◆ **Material provided**
#####

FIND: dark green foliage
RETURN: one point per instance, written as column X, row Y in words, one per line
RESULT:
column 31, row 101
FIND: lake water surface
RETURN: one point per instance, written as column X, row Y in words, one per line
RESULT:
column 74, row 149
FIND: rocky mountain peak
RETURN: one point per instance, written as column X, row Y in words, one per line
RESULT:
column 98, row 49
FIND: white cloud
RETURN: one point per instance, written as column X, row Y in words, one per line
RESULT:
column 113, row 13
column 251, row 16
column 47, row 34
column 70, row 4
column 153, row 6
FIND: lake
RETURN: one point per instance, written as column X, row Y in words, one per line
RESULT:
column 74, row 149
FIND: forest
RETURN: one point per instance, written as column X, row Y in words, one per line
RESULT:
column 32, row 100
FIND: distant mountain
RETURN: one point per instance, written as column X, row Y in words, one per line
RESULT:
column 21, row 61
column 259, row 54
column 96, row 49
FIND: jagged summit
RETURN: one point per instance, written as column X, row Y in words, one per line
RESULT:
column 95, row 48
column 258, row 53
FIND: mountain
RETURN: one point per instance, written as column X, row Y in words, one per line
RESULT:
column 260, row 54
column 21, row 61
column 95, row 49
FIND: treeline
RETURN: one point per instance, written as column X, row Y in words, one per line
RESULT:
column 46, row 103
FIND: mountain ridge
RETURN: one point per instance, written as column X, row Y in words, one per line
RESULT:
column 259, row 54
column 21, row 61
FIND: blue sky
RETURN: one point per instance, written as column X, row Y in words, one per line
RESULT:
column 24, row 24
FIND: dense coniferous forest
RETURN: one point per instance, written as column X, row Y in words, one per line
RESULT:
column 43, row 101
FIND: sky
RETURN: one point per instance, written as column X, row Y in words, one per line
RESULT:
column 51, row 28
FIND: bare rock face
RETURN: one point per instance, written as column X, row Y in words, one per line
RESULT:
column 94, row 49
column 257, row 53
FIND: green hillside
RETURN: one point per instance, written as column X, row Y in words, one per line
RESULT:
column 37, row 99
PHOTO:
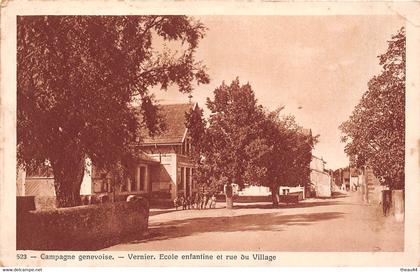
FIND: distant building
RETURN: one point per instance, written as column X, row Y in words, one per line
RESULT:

#####

◆ **Task statement**
Collect the lines of the data that carry the word "forest".

◆ **Written reply**
FIND: forest
FIND: dense coniferous forest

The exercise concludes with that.